→ **Your objective**:
Please reproduce, word for word, the stretch of the entries below from their first line through the line that contains "[[101, 522, 171, 612]]", including both of those lines.

[Records from a dataset]
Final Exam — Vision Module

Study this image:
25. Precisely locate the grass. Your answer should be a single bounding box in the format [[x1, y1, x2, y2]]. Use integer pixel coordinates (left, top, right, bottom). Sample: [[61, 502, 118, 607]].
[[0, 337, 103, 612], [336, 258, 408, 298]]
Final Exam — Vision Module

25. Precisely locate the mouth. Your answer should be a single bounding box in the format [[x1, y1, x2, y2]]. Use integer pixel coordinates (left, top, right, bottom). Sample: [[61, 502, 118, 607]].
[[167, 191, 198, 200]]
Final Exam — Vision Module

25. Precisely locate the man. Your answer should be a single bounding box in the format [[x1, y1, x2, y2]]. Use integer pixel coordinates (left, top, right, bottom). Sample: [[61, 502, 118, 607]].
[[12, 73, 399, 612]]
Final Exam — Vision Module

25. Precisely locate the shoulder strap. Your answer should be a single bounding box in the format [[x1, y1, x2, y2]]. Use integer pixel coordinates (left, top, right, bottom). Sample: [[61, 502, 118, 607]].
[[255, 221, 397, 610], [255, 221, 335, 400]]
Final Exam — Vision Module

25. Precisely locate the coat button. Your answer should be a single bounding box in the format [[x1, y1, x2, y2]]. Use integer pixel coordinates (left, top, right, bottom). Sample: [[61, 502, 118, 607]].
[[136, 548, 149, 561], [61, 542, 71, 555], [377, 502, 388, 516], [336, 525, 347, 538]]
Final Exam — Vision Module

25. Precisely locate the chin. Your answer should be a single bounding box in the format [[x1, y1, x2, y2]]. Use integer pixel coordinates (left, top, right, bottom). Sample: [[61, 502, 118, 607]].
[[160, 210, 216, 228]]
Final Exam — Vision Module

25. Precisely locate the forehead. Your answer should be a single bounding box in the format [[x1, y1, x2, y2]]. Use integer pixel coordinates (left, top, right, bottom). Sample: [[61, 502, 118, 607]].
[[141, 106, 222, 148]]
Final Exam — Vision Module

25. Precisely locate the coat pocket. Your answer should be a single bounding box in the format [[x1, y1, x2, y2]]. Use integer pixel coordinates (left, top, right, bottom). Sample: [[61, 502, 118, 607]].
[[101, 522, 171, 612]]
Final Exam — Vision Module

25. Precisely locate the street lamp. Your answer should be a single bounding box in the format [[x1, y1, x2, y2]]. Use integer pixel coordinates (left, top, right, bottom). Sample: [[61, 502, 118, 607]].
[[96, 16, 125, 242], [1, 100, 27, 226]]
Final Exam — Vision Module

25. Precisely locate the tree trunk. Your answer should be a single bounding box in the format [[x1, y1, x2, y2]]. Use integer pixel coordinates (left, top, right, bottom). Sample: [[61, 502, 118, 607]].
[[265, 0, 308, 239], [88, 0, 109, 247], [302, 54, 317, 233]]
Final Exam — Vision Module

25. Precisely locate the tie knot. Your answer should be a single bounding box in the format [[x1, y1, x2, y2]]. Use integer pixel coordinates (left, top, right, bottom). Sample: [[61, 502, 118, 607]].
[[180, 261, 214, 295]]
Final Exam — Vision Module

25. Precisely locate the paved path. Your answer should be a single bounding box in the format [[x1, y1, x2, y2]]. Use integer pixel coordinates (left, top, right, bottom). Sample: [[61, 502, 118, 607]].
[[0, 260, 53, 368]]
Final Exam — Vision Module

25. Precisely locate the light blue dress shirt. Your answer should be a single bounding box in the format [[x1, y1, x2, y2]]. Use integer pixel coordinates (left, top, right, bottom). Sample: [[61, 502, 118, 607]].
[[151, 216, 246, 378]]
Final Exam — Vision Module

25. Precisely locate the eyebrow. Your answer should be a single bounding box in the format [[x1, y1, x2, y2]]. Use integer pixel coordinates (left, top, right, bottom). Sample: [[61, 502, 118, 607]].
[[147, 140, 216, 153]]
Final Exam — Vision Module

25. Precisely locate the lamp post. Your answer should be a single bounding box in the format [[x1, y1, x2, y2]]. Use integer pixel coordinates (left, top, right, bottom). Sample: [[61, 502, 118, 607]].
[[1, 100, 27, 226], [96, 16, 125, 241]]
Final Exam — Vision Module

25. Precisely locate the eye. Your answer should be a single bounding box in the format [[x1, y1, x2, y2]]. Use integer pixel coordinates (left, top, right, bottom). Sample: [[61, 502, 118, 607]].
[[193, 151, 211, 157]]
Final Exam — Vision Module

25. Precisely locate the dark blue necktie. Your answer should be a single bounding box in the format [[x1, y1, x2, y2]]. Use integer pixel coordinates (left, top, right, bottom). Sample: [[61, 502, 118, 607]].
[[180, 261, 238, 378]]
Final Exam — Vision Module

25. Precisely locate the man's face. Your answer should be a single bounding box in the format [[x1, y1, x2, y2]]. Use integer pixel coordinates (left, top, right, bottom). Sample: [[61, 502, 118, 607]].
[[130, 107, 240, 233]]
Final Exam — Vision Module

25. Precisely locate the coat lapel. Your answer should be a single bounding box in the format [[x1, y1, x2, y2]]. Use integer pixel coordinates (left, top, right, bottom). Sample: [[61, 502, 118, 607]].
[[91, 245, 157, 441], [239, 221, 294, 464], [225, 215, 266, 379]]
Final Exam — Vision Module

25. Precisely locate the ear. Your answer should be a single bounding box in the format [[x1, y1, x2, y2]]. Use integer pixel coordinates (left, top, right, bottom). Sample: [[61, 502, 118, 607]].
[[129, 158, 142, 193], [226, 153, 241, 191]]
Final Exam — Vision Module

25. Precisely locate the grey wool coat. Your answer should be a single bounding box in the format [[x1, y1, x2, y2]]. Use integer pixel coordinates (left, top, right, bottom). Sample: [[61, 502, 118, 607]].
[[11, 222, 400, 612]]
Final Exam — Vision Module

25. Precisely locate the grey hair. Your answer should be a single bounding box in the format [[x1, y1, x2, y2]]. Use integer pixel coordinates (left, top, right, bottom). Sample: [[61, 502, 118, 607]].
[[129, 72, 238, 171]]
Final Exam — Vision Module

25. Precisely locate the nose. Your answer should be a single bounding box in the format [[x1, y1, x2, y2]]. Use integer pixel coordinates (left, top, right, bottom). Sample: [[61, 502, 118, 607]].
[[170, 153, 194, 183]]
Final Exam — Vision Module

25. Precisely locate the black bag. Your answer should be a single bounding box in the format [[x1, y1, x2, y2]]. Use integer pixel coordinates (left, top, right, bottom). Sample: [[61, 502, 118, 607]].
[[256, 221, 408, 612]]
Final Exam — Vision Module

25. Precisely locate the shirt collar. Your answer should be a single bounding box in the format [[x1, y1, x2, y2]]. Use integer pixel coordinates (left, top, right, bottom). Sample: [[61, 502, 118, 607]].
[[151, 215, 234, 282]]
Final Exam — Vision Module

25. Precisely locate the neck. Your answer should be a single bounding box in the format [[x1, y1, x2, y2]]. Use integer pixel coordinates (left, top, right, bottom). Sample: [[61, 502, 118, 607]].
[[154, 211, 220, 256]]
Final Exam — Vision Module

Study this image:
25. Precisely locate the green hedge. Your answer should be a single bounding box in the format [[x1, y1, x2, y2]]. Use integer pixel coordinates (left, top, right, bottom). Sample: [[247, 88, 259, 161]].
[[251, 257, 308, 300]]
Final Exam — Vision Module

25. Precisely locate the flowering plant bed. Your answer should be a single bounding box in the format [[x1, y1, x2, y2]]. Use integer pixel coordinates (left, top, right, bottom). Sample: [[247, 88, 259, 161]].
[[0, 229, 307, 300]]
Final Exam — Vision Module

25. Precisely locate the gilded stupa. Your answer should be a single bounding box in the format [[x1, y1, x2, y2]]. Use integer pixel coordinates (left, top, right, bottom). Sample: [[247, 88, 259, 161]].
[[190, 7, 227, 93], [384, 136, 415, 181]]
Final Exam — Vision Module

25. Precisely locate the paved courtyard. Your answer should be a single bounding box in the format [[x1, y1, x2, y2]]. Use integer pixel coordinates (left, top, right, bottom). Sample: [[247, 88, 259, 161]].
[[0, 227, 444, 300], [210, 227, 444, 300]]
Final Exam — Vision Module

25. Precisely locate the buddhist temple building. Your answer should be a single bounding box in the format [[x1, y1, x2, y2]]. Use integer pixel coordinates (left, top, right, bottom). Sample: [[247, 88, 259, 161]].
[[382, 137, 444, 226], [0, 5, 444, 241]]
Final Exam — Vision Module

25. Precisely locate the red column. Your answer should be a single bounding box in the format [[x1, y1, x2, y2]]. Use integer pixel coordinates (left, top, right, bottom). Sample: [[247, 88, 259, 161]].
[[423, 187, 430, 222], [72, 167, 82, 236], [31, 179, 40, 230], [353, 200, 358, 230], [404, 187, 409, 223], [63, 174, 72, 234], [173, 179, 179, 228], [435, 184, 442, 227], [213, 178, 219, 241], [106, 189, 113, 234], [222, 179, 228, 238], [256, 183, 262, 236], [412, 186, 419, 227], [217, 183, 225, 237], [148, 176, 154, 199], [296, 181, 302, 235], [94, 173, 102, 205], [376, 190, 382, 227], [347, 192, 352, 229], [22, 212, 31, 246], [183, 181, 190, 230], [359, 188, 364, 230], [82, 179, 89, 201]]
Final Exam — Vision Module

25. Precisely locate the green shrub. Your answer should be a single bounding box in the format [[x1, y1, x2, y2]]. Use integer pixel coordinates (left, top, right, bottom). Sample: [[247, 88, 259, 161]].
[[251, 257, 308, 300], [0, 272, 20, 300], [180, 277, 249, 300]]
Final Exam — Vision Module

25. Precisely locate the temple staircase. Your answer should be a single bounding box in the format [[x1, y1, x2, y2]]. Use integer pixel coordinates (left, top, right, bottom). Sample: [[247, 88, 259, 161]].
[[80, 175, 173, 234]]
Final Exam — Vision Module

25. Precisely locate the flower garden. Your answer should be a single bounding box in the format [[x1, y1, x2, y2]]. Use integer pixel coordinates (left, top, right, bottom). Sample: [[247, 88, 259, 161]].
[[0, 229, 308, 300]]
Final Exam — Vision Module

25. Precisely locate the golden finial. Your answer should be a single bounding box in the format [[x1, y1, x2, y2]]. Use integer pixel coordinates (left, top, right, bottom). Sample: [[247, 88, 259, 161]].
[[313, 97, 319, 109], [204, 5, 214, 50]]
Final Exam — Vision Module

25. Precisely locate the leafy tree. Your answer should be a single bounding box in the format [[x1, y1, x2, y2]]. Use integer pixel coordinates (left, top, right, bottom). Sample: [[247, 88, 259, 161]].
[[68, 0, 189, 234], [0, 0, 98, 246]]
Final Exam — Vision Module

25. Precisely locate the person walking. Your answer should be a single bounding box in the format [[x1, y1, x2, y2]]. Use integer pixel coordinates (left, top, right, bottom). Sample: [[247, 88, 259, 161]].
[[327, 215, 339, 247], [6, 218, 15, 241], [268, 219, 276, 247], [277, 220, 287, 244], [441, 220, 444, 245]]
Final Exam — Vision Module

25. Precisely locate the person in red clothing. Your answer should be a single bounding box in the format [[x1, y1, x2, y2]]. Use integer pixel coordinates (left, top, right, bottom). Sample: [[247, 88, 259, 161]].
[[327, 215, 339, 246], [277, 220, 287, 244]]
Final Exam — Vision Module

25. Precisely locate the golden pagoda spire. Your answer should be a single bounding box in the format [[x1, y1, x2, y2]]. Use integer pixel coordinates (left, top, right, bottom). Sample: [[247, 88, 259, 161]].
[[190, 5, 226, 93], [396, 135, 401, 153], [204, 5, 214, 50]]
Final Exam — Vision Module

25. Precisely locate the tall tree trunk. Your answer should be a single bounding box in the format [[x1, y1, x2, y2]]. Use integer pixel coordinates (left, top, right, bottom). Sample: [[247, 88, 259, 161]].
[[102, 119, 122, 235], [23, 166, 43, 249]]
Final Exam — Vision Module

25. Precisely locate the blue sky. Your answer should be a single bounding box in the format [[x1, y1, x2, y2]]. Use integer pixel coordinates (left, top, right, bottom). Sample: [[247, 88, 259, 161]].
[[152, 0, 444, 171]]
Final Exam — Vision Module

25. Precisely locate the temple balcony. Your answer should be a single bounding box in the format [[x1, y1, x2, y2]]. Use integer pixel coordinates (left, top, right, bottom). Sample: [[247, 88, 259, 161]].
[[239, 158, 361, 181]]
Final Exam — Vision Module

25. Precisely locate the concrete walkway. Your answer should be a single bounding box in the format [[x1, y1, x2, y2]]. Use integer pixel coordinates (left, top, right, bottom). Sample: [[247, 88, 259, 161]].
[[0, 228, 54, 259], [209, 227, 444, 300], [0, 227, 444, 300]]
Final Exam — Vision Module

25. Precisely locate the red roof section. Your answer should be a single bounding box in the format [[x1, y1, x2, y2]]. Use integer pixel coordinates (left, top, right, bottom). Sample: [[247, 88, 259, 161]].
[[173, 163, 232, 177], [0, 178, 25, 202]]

→ **Complete response**:
Final Exam — Vision Module

Study this image:
25. Precisely locate the grass. Your answer should be a single bounding box in the format [[x1, y1, x2, y2]]. Use integer pixel coordinates (left, top, right, bottom). Sample: [[61, 502, 118, 607]].
[[0, 337, 103, 612], [336, 258, 408, 298]]
Final Exam — Vision Module

25. Precisely locate the mouth. Your answer should be a single bounding box in the format [[x1, y1, x2, y2]]. Use integer pixel coordinates (left, top, right, bottom). Sample: [[61, 502, 118, 607]].
[[167, 191, 198, 200]]
Final Exam — Vision Module

25. Precisely locate the man. Your answer should be a single bounding box in the format [[x1, y1, x2, y2]]. Use integer pixel coordinates (left, top, right, bottom). Sample: [[61, 502, 118, 607]].
[[12, 73, 399, 612]]
Final Exam — Vision Module

25. Precisely locate the shoulder strap. Your answer should be a single bounding box in the format [[x1, y1, x2, y2]]. Use integer pixel coordinates (left, top, right, bottom). Sample: [[61, 502, 118, 607]].
[[255, 221, 397, 610], [255, 221, 335, 400]]
Final Exam — Vision Module

25. Precisely locate the coat button. Your answer should be a single bounding box in the format [[x1, y1, x2, y2]]. Use integer pixel coordinates (left, top, right, bottom). Sample: [[61, 502, 118, 607]].
[[136, 548, 149, 561], [61, 542, 71, 555], [377, 502, 388, 516], [336, 525, 347, 538]]
Final Exam — Vision Module

25. Precisely locate the chin. Your answer should be a single bounding box in the format [[x1, y1, x2, y2]]. Use integer pixel coordinates (left, top, right, bottom). Sample: [[61, 502, 118, 607]].
[[160, 210, 216, 228]]
Final Exam — Vision Module

25. Precisely locate the forehead. Your answer should be a single bounding box in the format [[x1, y1, x2, y2]]. Use integer pixel coordinates (left, top, right, bottom). Sample: [[61, 502, 118, 607]].
[[141, 106, 222, 148]]
Final Exam — Vision Module

25. Precisely locate the coat pocket. Your answer should be a single bounding box in the format [[x1, y1, x2, y2]]. Use integer pixel coordinates (left, top, right, bottom). Sample: [[61, 502, 118, 607]].
[[101, 522, 171, 612]]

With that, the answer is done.